(RECORDED INFORMATION)
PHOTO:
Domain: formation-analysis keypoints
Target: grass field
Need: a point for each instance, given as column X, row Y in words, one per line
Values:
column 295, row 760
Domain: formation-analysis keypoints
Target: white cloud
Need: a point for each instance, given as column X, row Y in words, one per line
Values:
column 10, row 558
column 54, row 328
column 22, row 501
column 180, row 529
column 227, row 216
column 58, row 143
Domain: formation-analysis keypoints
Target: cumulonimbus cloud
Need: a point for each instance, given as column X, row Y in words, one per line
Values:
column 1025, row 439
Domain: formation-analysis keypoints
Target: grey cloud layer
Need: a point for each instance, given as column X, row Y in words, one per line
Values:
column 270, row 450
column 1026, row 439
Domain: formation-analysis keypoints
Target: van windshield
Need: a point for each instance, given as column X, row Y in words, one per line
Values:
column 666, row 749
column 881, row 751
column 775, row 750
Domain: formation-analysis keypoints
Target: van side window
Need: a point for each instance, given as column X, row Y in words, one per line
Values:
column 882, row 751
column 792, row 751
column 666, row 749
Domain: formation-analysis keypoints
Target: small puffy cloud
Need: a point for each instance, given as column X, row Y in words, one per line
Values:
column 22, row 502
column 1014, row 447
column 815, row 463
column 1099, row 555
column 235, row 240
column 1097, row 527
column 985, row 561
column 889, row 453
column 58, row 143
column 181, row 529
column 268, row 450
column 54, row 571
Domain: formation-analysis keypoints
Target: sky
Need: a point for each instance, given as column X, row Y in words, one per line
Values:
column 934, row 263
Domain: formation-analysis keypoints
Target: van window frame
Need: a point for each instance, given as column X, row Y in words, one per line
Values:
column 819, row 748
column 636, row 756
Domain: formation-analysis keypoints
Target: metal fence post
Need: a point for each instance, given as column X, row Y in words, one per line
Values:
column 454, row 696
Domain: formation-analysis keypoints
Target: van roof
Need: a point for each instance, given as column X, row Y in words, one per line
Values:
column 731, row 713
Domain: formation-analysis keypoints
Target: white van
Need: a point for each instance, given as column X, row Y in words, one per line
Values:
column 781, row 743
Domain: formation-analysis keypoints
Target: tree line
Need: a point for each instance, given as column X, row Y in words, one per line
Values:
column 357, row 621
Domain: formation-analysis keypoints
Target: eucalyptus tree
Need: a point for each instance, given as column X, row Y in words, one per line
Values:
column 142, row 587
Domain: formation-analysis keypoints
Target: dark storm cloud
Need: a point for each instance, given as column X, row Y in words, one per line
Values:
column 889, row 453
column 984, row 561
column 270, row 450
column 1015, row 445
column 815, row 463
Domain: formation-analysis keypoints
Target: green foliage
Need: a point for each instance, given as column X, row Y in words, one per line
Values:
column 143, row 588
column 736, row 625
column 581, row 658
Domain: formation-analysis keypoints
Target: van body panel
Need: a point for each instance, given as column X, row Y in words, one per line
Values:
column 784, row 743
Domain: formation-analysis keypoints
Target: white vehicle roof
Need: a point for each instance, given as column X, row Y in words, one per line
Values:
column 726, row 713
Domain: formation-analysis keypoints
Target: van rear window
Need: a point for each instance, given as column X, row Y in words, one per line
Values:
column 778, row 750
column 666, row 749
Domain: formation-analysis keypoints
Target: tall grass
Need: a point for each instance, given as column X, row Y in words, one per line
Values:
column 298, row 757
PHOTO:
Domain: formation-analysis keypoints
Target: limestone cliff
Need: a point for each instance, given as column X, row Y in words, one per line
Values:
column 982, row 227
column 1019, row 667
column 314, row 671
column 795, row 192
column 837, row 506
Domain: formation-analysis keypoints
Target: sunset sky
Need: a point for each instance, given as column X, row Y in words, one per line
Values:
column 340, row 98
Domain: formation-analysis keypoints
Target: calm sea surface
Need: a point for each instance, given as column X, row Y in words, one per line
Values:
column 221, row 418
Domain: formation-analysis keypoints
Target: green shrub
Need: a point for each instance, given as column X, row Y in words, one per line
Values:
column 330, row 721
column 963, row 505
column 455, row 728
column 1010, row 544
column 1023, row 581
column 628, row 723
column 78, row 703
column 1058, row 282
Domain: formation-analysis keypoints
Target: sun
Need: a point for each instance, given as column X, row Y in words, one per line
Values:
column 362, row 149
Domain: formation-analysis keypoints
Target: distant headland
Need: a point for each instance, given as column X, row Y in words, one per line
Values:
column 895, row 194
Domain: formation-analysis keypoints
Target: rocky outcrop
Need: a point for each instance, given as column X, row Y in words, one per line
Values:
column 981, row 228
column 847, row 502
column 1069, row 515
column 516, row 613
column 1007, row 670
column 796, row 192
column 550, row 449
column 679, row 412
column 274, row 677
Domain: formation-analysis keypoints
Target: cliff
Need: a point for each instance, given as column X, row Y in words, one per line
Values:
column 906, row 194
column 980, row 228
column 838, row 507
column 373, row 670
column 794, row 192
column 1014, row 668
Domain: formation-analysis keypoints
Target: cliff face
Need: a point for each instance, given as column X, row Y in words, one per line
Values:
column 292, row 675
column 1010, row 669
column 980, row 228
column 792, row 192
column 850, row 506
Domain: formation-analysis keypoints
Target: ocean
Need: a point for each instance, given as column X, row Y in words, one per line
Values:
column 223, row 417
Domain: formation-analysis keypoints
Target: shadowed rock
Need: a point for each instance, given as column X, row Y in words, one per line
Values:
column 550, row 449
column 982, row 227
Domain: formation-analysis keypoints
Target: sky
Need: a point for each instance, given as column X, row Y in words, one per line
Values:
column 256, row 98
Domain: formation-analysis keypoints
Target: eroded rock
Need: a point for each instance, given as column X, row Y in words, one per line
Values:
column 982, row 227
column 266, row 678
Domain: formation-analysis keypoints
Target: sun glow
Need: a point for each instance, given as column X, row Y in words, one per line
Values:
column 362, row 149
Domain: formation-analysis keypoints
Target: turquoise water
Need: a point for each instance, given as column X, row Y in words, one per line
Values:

(WORK REQUIRED) Give the entries again in full, exactly as they are written.

(ANSWER TO THIS TASK)
PHOTO:
Domain: formation-analysis keypoints
Target: grass field
Need: a point for each instance, given as column X, row Y in words, one per line
Values:
column 295, row 760
Domain: formation-analysis keypoints
Target: white cloud
Need: a point for each instance, given as column X, row Y in words, one per line
Values:
column 10, row 558
column 54, row 328
column 22, row 501
column 180, row 529
column 227, row 216
column 58, row 143
Domain: formation-analysis keypoints
Target: cumulonimbus cloud
Need: a point for each instance, given as column X, row Y in words, one per line
Values:
column 1025, row 439
Domain: formation-analysis keypoints
Target: grey cloud layer
Need: a point for each instance, given as column X, row Y in words, one per line
Values:
column 270, row 450
column 1026, row 439
Domain: formation-analysis keypoints
Target: van windshield
Need: a point for each instance, given as column X, row Y in words, one per line
Values:
column 666, row 749
column 881, row 751
column 775, row 750
Domain: formation-analysis keypoints
Target: van side window
Need: a point for each instance, given as column X, row Y in words, one per line
Values:
column 882, row 751
column 792, row 751
column 666, row 749
Domain: formation-analysis keypoints
Target: small puffy cloud
Need: a point for each instance, given as column X, row Y in words, one per line
Values:
column 22, row 502
column 1014, row 447
column 815, row 463
column 1099, row 555
column 235, row 240
column 1097, row 527
column 985, row 561
column 889, row 453
column 58, row 143
column 181, row 529
column 268, row 450
column 54, row 571
Domain: formation-analysis keypoints
Target: sky
Need: a point for each instance, given as column X, row Y in words, one per line
Values:
column 934, row 263
Domain: formation-analysis keypoints
Target: van window frame
Need: a point for each instance, given as column X, row Y in words, one per line
Values:
column 819, row 748
column 636, row 756
Domain: formation-analysis keypoints
Target: metal fence post
Need: a point for each instance, given as column X, row Y in words, one per line
Values:
column 454, row 696
Domain: formation-analysis keypoints
Target: van roof
Need: a point for each instance, given as column X, row Y in words, one per line
Values:
column 731, row 713
Domain: formation-analysis keypoints
Target: white van
Need: a point for each instance, given as column X, row Y in words, one per line
Values:
column 781, row 743
Domain: formation-analysis keypoints
Target: tree line
Need: a point for each instance, given as column X, row Y in words, one per line
Values:
column 357, row 621
Domain: formation-analysis keypoints
Target: eucalyptus tree
Need: a point for each instance, given as column X, row Y in words, one per line
Values:
column 142, row 587
Domain: formation-analysis keypoints
Target: dark storm cloud
Need: a point for each instance, given as column X, row Y in words, one per line
Values:
column 889, row 453
column 984, row 561
column 270, row 450
column 1015, row 445
column 815, row 463
Domain: formation-analysis keypoints
Target: green foliage
Need: a point for each instance, given as column X, row Y in words, one per line
Values:
column 143, row 588
column 736, row 625
column 581, row 658
Domain: formation-analysis keypoints
Target: van body panel
Need: a point for each instance, given as column X, row Y in words, one per line
Values:
column 784, row 743
Domain: formation-analysis keypoints
Target: white vehicle roof
Need: a point for each instance, given as column X, row Y in words, one per line
Values:
column 726, row 713
Domain: formation-analysis keypoints
Target: van rear window
Need: a point for each instance, given as column X, row Y in words, one per line
Values:
column 778, row 750
column 666, row 749
Domain: formation-analysis keypoints
Target: tall grass
Need: a point for each instance, given as column X, row Y in words, one per line
Values:
column 298, row 757
PHOTO:
Domain: formation-analysis keypoints
Target: limestone cliff
Need: a point for each instance, given as column X, row Y in words, one per line
Values:
column 982, row 227
column 1019, row 667
column 314, row 671
column 795, row 192
column 837, row 506
Domain: formation-analysis keypoints
Target: sunset sky
Need: a point for each instance, given as column X, row Y in words, one per line
Values:
column 340, row 98
Domain: formation-analysis keypoints
Target: calm sea surface
Need: a point for each instance, given as column X, row Y in words, one per line
Values:
column 221, row 418
Domain: formation-analysis keypoints
Target: green shrub
Need: a point for each instance, given as column X, row Y in words, one per line
Values:
column 330, row 721
column 963, row 505
column 455, row 728
column 1010, row 544
column 1023, row 581
column 628, row 723
column 78, row 703
column 1058, row 282
Domain: formation-analysis keypoints
Target: sun
Need: a point for each instance, given as column X, row Y in words, one per line
Values:
column 362, row 149
Domain: formation-analysis keypoints
Target: distant headland
Need: a point for each instance, given as column X, row Y in words, one per line
Values:
column 895, row 194
Domain: formation-analysis keypoints
Target: rocky outcrop
Need: a point for each instance, given as column X, row Y in words, one per line
Values:
column 981, row 228
column 847, row 502
column 1069, row 515
column 516, row 613
column 1007, row 670
column 796, row 192
column 550, row 449
column 679, row 412
column 274, row 677
Domain: formation-analysis keypoints
Target: cliff
Need: a point for each instance, given as column X, row Y in words, one per line
Values:
column 906, row 194
column 980, row 228
column 838, row 507
column 373, row 670
column 794, row 192
column 1014, row 668
Domain: formation-analysis keypoints
Target: cliff face
Need: a point for each instance, given as column X, row Y in words, one per line
Values:
column 292, row 675
column 1010, row 669
column 980, row 228
column 792, row 192
column 850, row 506
Domain: formation-analysis keypoints
Target: ocean
Need: a point for each instance, given as column X, row Y in words, one per line
Values:
column 223, row 417
Domain: formation-analysis keypoints
Target: shadowed rock
Need: a point for each instance, given as column X, row Y in words, one per line
Values:
column 550, row 449
column 982, row 227
Domain: formation-analysis keypoints
Target: sky
Need: a point for each instance, given as column X, row Y in words, one per line
Values:
column 256, row 98
Domain: formation-analysis keypoints
Target: eroded rock
Need: a point for each instance, given as column X, row Y in words, one per line
Values:
column 982, row 227
column 266, row 678
Domain: formation-analysis keypoints
Target: sun glow
Need: a point for each instance, given as column X, row Y in words, one per line
Values:
column 362, row 149
Domain: formation-analysis keypoints
Target: turquoise water
Need: a point for each instance, given as column X, row Y in words, one per line
Values:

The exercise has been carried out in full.